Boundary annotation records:
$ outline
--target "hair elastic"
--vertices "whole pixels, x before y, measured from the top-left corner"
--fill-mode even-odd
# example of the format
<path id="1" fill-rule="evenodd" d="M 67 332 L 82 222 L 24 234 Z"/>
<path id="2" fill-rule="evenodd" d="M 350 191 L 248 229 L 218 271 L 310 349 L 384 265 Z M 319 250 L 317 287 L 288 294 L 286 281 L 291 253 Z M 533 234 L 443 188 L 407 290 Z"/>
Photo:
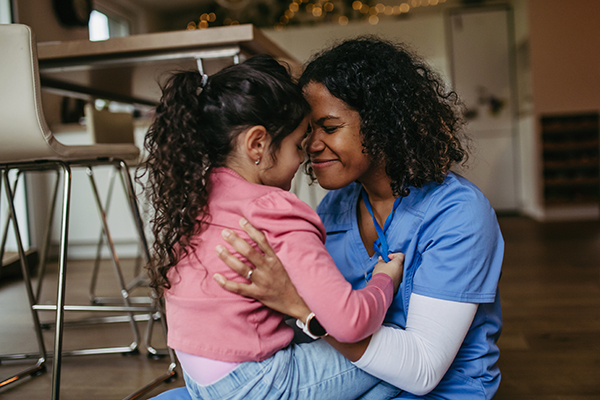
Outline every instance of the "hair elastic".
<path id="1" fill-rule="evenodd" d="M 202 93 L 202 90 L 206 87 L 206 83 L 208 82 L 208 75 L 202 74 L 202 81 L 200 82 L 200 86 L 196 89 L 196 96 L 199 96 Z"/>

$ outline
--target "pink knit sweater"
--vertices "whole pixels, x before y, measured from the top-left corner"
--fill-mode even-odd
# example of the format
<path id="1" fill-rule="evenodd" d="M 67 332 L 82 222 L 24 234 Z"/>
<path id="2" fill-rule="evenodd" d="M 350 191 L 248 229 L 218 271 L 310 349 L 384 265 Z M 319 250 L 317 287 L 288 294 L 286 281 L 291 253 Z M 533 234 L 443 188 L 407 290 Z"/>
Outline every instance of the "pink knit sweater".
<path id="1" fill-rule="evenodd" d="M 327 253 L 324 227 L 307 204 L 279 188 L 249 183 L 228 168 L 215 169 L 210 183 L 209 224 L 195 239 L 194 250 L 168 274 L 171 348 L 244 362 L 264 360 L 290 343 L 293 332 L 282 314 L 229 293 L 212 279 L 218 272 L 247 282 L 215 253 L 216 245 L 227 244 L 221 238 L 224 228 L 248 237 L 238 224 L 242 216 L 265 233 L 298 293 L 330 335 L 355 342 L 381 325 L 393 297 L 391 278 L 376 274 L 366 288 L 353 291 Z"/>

#### What is being asked:
Repeat the records above exactly, leaving out any pictures they contain.

#### Task response:
$ outline
--target "hair elastic"
--vertices "whole pixels, x before y, measured from the top-left corner"
--fill-mode even-odd
# example of the format
<path id="1" fill-rule="evenodd" d="M 67 332 L 82 222 L 24 234 Z"/>
<path id="2" fill-rule="evenodd" d="M 350 191 L 248 229 L 218 271 L 310 349 L 384 265 Z M 319 250 L 317 287 L 288 294 L 286 281 L 291 253 Z M 533 234 L 443 188 L 407 290 Z"/>
Photo:
Outline every instance of the "hair elastic".
<path id="1" fill-rule="evenodd" d="M 202 93 L 202 90 L 206 87 L 206 83 L 208 82 L 208 75 L 202 74 L 202 81 L 200 82 L 200 86 L 196 89 L 196 96 L 199 96 Z"/>

$ outline
--target "pink knit sweater"
--vertices "whole pixels, x before y, measured from the top-left corner"
--fill-mode even-odd
# example of the format
<path id="1" fill-rule="evenodd" d="M 67 332 L 82 222 L 24 234 Z"/>
<path id="2" fill-rule="evenodd" d="M 350 191 L 248 229 L 218 271 L 310 349 L 384 265 Z M 319 250 L 317 287 L 288 294 L 286 281 L 291 253 Z M 533 234 L 443 188 L 407 290 Z"/>
Outline every instance of the "pink knit sweater".
<path id="1" fill-rule="evenodd" d="M 327 253 L 324 227 L 307 204 L 279 188 L 249 183 L 228 168 L 215 169 L 210 183 L 209 224 L 195 239 L 194 250 L 168 274 L 171 348 L 244 362 L 264 360 L 290 343 L 293 332 L 282 314 L 229 293 L 212 279 L 218 272 L 247 282 L 215 253 L 216 245 L 227 244 L 221 238 L 224 228 L 248 237 L 238 224 L 242 216 L 265 233 L 298 293 L 330 335 L 355 342 L 381 325 L 393 297 L 391 278 L 376 274 L 366 288 L 353 291 Z"/>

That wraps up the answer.